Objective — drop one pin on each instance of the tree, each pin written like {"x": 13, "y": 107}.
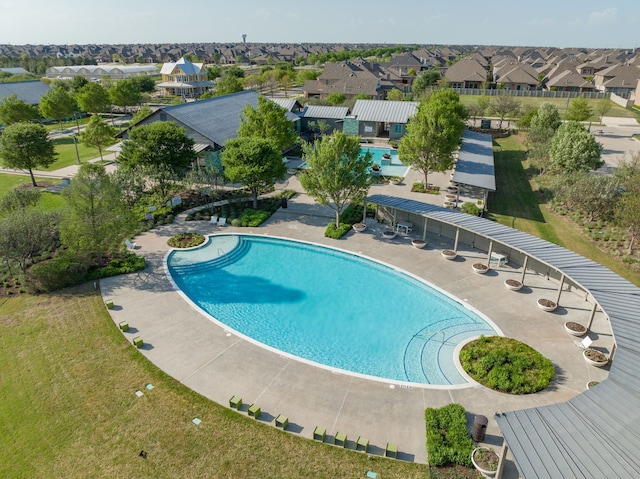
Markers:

......

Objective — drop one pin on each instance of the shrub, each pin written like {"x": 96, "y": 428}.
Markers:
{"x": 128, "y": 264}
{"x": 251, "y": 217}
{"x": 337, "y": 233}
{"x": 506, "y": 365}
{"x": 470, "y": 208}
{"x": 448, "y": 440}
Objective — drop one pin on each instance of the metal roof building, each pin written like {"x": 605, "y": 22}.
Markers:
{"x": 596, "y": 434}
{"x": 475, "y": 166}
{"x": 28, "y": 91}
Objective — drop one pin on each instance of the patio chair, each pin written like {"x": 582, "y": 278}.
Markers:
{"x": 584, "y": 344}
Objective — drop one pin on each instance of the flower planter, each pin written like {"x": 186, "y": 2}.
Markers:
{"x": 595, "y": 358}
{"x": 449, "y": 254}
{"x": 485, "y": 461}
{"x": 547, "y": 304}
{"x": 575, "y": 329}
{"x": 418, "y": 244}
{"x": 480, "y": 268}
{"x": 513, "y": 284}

......

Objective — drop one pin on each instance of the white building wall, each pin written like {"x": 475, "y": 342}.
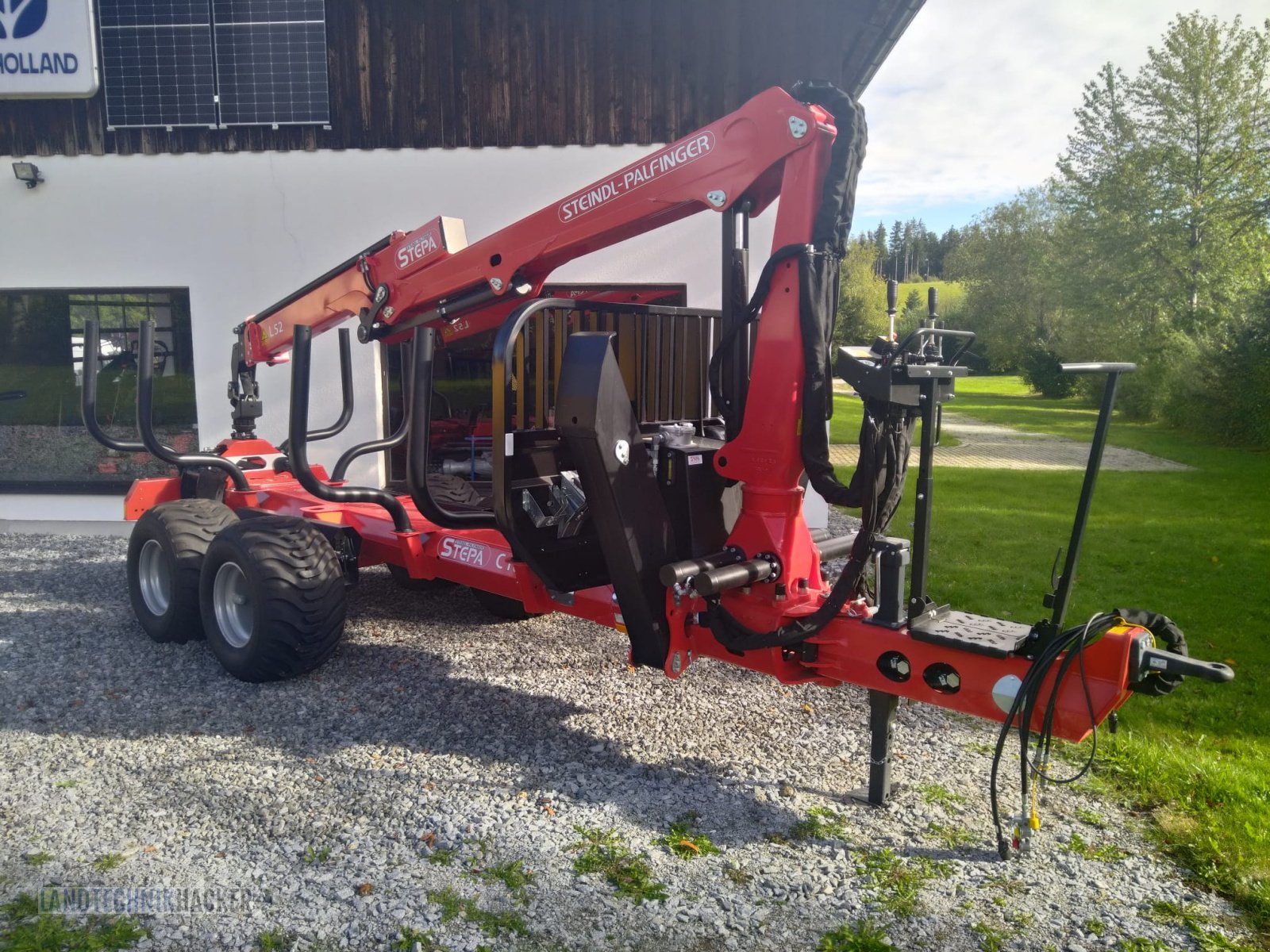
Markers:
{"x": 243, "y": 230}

......

* _What is being asked_
Please pick out every line above that contains the word "like" and copy each one in full.

* _Written solution_
Objective — drop one pin on each instance of the tree, each pin written like {"x": 13, "y": 107}.
Objective — drop one pin on each instance of the shrub, each pin written like {"x": 96, "y": 428}.
Objective — drop one pin on each instance of the metal roof building, each pin written like {"x": 605, "y": 22}.
Objective — drop one pin on each instance of the patio chair, each pin written like {"x": 582, "y": 278}.
Objective — drop one pin on each instance of the flower planter, each pin written like {"x": 186, "y": 2}.
Objective — drop one pin on each instance of the white building wall, each pin written like {"x": 475, "y": 342}.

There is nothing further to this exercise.